= Stated exercise =
Please continue the underfitting vs. overfitting notebook below, picking up right after its last line.

= Passage shown =
┌──

In [None]:
%matplotlib inline


============================
Underfitting vs. Overfitting
============================

![overfitimages](https://raw.githubusercontent.com/alexeygrigorev/wiki-figures/master/ufrt/kddm/overfitting-logreg-ex.png)
This example demonstrates the problems of underfitting and overfitting and
how we can use linear regression with polynomial features to approximate
nonlinear functions. The plot shows the function that we want to approximate,
which is a part of the cosine function. In addition, the samples from the
real function and the approximations of different models are displayed. The
models have polynomial features of different degrees. We can see that a
linear function (polynomial with degree 1) is not sufficient to fit the
training samples. This is called **underfitting**. A polynomial of degree 4
approximates the true function almost perfectly. However, for higher degrees
the model will **overfit** the training data, i.e. it learns the noise of the
training data.
We evaluate quantitatively **overfitting** / **underfitting** by using
cross-validation. We calculate the mean squared error (MSE) on the validation
set, the higher, the less likely the model generalizes correctly from the
training data.


# Import libraries

Here we are going to import a couple of useful libraries. First let's import numpy and matplotlib. Numpy is a scientific computing library similar to Matlab, and matplotlib gives us Matlab-esque plotting capabilities.

Next we will import scikit-learn libraries to construct arbitrary model pipelines, perform basic feature engineering, train/infer regression tasks, and validate our model.

In [None]:
print(__doc__)

import numpy as np
import matplotlib.pyplot as plt

from sklearn.pipeline import Pipeline                 # Super useful for keeping models clean
from sklearn.preprocessing import PolynomialFeatures  # Generate more features from existing data
from sklearn.linear_model import LinearRegression     # Simplest Regression model
from sklearn.model_selection import cross_val_score   # Tells us how well our model performed

# Configure environment

In [None]:
np.random.seed(0)

└──

= Provided information =

┌──

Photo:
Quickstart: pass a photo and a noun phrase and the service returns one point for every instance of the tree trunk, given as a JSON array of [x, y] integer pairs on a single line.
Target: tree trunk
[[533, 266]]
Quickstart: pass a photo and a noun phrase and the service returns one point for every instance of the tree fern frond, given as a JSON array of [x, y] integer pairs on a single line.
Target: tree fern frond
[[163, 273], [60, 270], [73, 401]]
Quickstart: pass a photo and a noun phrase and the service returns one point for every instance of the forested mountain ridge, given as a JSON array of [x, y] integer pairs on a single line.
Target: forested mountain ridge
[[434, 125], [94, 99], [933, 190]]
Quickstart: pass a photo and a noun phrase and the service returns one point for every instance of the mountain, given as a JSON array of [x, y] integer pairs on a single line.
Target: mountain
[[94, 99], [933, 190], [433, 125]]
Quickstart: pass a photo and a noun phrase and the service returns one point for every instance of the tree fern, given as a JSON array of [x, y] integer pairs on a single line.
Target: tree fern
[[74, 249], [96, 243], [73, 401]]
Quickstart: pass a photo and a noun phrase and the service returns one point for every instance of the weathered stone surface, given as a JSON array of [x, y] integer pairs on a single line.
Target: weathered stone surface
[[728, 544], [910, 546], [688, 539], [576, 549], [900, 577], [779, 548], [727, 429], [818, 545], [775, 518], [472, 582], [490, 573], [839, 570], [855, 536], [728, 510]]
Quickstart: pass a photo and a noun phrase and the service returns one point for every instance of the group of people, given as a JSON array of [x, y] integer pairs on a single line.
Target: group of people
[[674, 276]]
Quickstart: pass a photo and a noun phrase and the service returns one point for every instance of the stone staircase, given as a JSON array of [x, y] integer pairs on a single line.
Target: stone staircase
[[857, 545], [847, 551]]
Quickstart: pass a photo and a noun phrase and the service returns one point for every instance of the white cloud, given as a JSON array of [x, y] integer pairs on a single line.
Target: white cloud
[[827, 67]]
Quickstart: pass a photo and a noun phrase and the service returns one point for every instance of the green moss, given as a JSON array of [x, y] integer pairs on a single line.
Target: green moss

└──

= Solved exercise =
n_samples = 30
degrees = [1, 4, 15]

# Generate some data
Just a simple cosine function with noise added to it :)

In [None]:
true_fun = lambda X: np.cos(1.5 * np.pi * X)
X = np.sort(np.random.rand(n_samples))
y = true_fun(X) + np.random.randn(n_samples) * 0.1

plt.scatter(X,y)
plt.title("Noisy cosine function")
plt.show()

# Run the experiment
Let's go ahead an run a simple experiment to showcase underfitting and overfitting. Here we keep adding polynomial degrees to our model until it is overfit.

In [None]:
plt.figure(figsize=(14, 5))

for i in range(len(degrees)):
    
    # Pretty Plotting boiler plate
    ax = plt.subplot(1, len(degrees), i + 1)
    plt.setp(ax, xticks=(), yticks=())

    polynomial_features = PolynomialFeatures(degree=degrees[i],
                                             include_bias=False)
    linear_regression = LinearRegression()
    pipeline = Pipeline([("polynomial_features", polynomial_features),
                         ("linear_regression", linear_regression)])
    pipeline.fit(X[:, np.newaxis], y)

    # Evaluate the models using crossvalidation
    scores = cross_val_score(pipeline, X[:, np.newaxis], y,
                             scoring="neg_mean_squared_error", cv=10)

    X_test = np.linspace(0, 1, 100)
    plt.plot(X_test, pipeline.predict(X_test[:, np.newaxis]), label="Model")
    plt.plot(X_test, true_fun(X_test), label="True function")
    plt.scatter(X, y, label="Samples")
    plt.xlabel("x")
    plt.ylabel("y")
    plt.xlim((0, 1))
    plt.ylim((-2, 2))
    plt.legend(loc="best")
    plt.title("Degree {}\nMSE = {:.2e}(+/- {:.2e})".format(
        degrees[i], -scores.mean(), scores.std()))
plt.show()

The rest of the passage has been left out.